#### [Data entries]
··········
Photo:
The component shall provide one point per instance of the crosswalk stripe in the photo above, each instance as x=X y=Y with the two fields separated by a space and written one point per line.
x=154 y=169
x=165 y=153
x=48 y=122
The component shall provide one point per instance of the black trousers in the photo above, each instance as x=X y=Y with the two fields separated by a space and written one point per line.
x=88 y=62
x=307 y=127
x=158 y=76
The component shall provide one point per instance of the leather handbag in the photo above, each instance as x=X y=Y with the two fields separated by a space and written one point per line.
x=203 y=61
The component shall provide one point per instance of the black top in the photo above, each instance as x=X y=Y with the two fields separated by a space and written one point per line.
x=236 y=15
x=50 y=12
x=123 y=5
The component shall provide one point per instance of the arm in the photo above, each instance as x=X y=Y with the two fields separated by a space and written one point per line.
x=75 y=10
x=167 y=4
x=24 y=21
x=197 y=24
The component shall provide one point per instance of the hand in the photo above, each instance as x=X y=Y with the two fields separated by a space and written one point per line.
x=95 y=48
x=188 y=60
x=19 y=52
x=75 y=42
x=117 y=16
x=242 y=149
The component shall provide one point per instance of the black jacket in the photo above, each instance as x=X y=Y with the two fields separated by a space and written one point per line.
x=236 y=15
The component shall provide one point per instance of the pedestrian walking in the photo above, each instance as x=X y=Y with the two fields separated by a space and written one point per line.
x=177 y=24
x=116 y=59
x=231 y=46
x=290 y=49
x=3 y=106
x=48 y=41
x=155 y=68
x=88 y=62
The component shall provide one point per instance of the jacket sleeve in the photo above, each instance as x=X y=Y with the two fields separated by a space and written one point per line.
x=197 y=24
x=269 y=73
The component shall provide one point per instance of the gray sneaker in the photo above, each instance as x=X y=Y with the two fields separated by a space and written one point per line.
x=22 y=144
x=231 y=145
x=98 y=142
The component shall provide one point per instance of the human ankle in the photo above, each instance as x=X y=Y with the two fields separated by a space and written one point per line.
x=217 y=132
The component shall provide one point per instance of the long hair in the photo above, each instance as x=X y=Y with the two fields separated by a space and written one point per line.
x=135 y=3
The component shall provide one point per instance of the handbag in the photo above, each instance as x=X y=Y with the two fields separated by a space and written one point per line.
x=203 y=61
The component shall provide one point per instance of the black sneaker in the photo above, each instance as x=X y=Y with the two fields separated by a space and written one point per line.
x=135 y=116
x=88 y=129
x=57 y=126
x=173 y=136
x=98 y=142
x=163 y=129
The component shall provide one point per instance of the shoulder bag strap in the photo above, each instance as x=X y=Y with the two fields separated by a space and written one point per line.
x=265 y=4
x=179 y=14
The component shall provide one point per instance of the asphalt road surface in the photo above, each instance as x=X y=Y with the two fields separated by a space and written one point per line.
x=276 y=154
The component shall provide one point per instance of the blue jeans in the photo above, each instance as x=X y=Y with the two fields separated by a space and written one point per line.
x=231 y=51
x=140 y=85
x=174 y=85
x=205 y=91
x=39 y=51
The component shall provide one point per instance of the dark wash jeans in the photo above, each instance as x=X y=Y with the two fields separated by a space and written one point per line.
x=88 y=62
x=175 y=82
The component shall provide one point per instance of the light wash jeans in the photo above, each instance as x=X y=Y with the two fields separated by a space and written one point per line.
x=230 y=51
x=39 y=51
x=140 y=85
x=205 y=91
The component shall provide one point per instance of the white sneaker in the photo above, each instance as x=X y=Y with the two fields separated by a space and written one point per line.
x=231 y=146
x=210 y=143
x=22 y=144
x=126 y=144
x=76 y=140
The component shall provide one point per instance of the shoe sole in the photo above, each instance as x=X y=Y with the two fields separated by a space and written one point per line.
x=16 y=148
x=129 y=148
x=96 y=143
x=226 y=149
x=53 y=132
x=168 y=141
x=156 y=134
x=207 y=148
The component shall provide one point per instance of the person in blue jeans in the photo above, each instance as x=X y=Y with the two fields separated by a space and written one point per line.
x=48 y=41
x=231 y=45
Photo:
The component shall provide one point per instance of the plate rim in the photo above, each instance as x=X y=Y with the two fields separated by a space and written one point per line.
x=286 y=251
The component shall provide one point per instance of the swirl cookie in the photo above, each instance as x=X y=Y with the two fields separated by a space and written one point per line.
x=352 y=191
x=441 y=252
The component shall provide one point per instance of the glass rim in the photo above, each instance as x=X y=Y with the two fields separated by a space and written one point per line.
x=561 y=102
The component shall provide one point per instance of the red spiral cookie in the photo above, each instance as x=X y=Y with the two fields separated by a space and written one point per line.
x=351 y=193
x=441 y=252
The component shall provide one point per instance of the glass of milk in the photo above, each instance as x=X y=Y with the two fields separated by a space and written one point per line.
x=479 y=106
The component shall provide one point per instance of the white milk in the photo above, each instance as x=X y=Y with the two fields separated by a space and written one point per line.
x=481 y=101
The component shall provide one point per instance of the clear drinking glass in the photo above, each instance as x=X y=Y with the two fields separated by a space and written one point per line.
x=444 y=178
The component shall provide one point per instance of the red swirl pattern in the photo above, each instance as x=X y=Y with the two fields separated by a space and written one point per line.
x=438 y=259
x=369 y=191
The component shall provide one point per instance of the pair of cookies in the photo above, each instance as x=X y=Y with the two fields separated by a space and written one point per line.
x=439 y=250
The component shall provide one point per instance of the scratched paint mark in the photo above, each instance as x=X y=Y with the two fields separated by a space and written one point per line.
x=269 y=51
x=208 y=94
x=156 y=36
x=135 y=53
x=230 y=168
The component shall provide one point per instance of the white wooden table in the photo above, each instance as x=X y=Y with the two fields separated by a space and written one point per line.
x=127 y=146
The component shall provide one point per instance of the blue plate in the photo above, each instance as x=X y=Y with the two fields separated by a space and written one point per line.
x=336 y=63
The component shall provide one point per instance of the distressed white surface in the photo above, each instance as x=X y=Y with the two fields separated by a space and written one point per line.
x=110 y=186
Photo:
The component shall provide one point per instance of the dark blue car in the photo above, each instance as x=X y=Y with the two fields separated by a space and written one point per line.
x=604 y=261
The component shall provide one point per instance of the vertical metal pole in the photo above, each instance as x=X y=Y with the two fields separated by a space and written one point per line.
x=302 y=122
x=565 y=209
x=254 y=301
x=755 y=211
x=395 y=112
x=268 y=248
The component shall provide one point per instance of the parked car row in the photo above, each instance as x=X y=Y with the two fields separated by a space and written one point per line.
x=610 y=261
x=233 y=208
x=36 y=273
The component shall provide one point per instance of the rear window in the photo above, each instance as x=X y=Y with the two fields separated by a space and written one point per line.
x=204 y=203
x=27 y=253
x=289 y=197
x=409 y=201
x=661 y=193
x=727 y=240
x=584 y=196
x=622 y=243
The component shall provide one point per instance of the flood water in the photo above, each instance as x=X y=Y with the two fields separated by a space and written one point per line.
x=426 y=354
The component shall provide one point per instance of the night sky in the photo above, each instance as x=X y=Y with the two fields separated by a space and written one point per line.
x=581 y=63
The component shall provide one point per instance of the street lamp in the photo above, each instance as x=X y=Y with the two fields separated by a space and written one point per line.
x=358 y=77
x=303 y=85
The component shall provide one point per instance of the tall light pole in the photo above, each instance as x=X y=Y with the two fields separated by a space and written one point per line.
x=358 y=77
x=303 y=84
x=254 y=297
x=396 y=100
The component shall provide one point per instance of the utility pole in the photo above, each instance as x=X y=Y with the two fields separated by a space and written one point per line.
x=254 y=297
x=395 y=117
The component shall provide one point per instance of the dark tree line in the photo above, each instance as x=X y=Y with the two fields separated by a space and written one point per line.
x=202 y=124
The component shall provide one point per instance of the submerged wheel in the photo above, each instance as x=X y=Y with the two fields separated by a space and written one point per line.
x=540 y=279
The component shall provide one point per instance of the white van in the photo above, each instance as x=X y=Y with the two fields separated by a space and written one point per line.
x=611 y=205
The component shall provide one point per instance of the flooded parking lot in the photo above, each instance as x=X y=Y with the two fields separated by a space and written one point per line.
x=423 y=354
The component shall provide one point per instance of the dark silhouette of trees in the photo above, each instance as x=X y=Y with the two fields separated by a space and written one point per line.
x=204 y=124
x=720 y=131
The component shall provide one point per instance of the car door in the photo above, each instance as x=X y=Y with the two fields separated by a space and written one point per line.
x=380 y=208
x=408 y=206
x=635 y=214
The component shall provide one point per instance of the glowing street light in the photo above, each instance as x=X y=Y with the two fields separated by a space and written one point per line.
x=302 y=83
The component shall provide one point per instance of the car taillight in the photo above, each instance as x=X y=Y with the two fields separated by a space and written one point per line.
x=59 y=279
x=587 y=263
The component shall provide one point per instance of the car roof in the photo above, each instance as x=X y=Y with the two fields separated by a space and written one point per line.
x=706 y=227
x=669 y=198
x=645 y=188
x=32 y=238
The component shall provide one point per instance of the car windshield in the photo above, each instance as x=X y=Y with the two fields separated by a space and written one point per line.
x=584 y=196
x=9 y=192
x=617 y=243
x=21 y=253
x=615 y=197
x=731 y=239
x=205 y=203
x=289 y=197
··········
#### [Exercise task]
Copy the stretch of the material from the line containing "of the submerged" through the line containing "x=611 y=205", both lines included, reproducing it character for character.

#### [Completed task]
The component shall provide one point per instance of the submerged wheel in the photo above, each instance as x=X y=Y with the two fields separated by a space and written one point per line.
x=540 y=279
The component shall provide one point per instance of the white van in the photo above, each instance as x=X y=Y with the two fields separated by a space and written one point per line.
x=611 y=205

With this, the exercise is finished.